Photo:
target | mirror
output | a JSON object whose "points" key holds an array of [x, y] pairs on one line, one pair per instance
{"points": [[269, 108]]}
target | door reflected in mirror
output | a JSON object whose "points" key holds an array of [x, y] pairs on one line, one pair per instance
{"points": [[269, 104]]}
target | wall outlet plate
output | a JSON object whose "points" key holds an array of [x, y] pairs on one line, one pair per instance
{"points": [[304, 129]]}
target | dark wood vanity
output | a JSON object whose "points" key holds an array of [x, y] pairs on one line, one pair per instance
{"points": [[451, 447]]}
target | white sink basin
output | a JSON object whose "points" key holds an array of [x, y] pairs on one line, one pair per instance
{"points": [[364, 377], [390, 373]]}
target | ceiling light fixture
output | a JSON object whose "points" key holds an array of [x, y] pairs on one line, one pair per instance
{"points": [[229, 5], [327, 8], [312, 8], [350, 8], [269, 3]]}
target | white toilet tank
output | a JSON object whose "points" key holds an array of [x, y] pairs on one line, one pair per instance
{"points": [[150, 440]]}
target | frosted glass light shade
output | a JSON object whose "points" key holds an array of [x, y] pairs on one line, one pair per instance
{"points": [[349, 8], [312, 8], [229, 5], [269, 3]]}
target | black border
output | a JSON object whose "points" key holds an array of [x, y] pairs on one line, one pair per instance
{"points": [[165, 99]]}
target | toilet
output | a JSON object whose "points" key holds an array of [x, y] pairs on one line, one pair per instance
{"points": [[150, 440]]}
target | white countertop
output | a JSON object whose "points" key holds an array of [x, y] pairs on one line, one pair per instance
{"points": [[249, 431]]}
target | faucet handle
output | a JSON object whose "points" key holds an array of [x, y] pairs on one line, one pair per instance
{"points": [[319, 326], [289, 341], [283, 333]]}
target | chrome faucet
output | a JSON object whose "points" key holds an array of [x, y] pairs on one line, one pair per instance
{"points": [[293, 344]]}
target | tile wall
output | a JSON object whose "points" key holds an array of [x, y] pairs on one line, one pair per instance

*Exercise brief*
Rewrite everything from the line containing "target | faucet handle" down to the end of the material, requests included. Multiply each x and y coordinate in the answers by 1.15 and round it to a whole number, with halves rounded up.

*Exercise result*
target | faucet handle
output | a JSON object whose "points" key holds an array of [x, y] pairs on one line, one pair per instance
{"points": [[367, 375], [332, 392], [325, 383]]}
target | chrome faucet
output | a JSON object whose "points" key holds an array of [x, y] pairs on one line, one pair per instance
{"points": [[337, 396]]}
target | tile wall
output | a JSON object whose "points" key holds an array of [x, y] pairs on one line, one pair per instance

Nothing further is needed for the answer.